● **What you should do**:
Retype each record shown below, leaving every character as it is.

● **Dataset records**:
____
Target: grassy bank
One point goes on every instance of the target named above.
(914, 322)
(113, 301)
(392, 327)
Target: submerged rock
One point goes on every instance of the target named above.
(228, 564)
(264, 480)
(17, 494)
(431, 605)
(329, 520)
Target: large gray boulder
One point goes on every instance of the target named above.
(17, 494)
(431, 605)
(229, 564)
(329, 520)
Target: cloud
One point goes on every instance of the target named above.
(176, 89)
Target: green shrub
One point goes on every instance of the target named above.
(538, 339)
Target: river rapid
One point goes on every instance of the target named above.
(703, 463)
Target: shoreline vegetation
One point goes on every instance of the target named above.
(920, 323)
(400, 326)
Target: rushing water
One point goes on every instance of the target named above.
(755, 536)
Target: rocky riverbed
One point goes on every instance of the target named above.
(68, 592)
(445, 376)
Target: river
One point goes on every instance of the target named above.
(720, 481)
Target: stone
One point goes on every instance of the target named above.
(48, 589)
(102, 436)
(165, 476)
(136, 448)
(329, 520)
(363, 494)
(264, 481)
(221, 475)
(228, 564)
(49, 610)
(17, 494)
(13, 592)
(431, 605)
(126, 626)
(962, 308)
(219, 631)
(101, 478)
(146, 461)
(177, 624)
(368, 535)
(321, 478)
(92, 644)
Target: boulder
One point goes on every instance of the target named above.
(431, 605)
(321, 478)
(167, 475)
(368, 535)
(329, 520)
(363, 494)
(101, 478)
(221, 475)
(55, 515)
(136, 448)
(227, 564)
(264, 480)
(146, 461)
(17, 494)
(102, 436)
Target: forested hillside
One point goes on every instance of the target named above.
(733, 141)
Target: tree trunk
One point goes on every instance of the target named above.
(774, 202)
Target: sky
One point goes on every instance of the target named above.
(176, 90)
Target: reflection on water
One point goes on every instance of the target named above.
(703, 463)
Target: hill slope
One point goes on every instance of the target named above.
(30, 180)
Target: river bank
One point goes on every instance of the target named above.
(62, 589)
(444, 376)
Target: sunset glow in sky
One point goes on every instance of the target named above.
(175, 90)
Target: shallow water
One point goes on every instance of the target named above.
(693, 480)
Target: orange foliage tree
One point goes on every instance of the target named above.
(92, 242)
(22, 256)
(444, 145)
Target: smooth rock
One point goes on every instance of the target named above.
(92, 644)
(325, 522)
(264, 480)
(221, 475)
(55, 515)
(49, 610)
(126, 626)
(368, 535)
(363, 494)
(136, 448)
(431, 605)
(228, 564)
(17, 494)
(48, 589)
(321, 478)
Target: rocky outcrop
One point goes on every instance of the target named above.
____
● **Answer to the exercise**:
Target: grassy bank
One point goes on every instance of the target named above.
(914, 322)
(113, 301)
(392, 327)
Target: submerged rock
One point goes on every instance of the target named above.
(228, 564)
(264, 480)
(17, 494)
(431, 605)
(329, 520)
Target: large gray boulder
One point goes on every instance of the target named above.
(17, 494)
(431, 605)
(229, 564)
(329, 520)
Target: cloud
One point goes on every instance of the target named above.
(176, 89)
Target: green shrub
One point goes on every instance of the target named above.
(538, 339)
Target: river rapid
One point goes on every instance of the target named above.
(703, 463)
Target: shoreline vegetation
One point goes on every instance of the target named above.
(920, 323)
(400, 326)
Target: rushing water
One point goes on every instance of the target named above.
(755, 536)
Target: rocky riverbed
One point goes on every instance of the target named above.
(68, 592)
(445, 376)
Target: river
One point goes on every instance of the target named above.
(720, 481)
Target: stone
One point goes on every instance of the target named above.
(48, 589)
(102, 436)
(165, 476)
(136, 448)
(329, 520)
(363, 494)
(264, 481)
(221, 475)
(228, 564)
(49, 610)
(17, 494)
(13, 592)
(431, 605)
(126, 626)
(962, 308)
(219, 631)
(101, 478)
(146, 461)
(177, 624)
(368, 535)
(321, 478)
(92, 644)
Target: boulder
One point goes on every instance of the target named above.
(431, 605)
(321, 478)
(167, 475)
(368, 535)
(329, 520)
(363, 494)
(101, 478)
(221, 475)
(55, 515)
(136, 448)
(227, 564)
(264, 480)
(146, 461)
(17, 494)
(102, 436)
Target: forested hillside
One point goes on every instance of the target named above.
(733, 141)
Target: tree trunk
One point goes on every instance of the target named above.
(774, 202)
Target: sky
One point goes on every instance of the target named above.
(176, 90)
Target: reflection on water
One point goes on every instance of the target named above.
(703, 463)
Target: hill slope
One point goes on every instance of the target named above.
(30, 180)
Target: river bank
One point goes on every instance of the target named above.
(62, 589)
(444, 376)
Target: sunset glow in sky
One point goes on every instance of the target named above.
(175, 90)
Target: shallow water
One point goes on every instance of the target named above.
(693, 480)
Target: orange foliage tree
One point goes on every instance of the target named above.
(92, 242)
(22, 256)
(444, 145)
Target: smooth rock
One point goes on every instance of the target named above.
(92, 644)
(325, 522)
(264, 480)
(221, 475)
(55, 515)
(49, 610)
(126, 626)
(368, 535)
(363, 494)
(136, 448)
(431, 605)
(228, 564)
(17, 494)
(48, 589)
(321, 478)
Target: rocky outcrop
One point goes on every instance of the target named above.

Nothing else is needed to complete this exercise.